● **TASK GOAL**
Lines before the one containing "point_to marks one point per instance of the decorative" are excluded; print that line and every line after it through the end of the material below, exactly.

● **INFORMATION GIVEN**
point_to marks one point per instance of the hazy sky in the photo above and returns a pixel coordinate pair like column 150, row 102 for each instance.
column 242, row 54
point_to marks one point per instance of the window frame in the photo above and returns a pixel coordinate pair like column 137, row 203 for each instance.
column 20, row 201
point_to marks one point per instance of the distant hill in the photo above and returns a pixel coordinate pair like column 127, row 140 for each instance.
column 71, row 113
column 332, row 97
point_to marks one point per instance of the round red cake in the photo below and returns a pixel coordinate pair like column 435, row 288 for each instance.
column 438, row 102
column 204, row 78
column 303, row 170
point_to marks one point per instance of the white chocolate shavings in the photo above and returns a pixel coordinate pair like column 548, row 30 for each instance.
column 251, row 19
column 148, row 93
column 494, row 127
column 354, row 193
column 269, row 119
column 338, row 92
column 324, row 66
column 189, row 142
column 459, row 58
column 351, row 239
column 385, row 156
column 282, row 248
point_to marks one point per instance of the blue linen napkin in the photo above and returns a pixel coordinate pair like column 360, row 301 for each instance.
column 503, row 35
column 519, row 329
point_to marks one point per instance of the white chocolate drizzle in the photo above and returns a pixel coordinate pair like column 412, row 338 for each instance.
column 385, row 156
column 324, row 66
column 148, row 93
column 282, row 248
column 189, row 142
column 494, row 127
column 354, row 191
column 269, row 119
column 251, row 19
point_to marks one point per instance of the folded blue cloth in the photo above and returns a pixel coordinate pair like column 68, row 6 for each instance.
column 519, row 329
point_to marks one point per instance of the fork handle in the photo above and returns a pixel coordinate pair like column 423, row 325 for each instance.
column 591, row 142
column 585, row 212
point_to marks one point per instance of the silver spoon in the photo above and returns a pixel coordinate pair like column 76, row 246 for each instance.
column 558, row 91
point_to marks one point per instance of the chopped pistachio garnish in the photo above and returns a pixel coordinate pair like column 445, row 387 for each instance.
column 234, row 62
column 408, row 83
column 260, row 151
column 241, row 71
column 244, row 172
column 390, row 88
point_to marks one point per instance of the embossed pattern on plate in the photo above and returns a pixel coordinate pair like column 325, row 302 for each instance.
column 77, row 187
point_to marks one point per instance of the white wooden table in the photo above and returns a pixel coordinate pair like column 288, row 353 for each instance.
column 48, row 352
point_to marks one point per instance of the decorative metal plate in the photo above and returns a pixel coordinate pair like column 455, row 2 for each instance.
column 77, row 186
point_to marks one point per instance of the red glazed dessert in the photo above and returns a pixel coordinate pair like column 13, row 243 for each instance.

● **OUTPUT**
point_to marks one point per instance of the decorative metal plate in the photo above and returns a pixel coordinate pair like column 455, row 2 for each instance.
column 77, row 186
point_to marks one point per instance of the red glazed dessert in the photo above and returns a pixel coordinate pair like column 13, row 243 for each instance.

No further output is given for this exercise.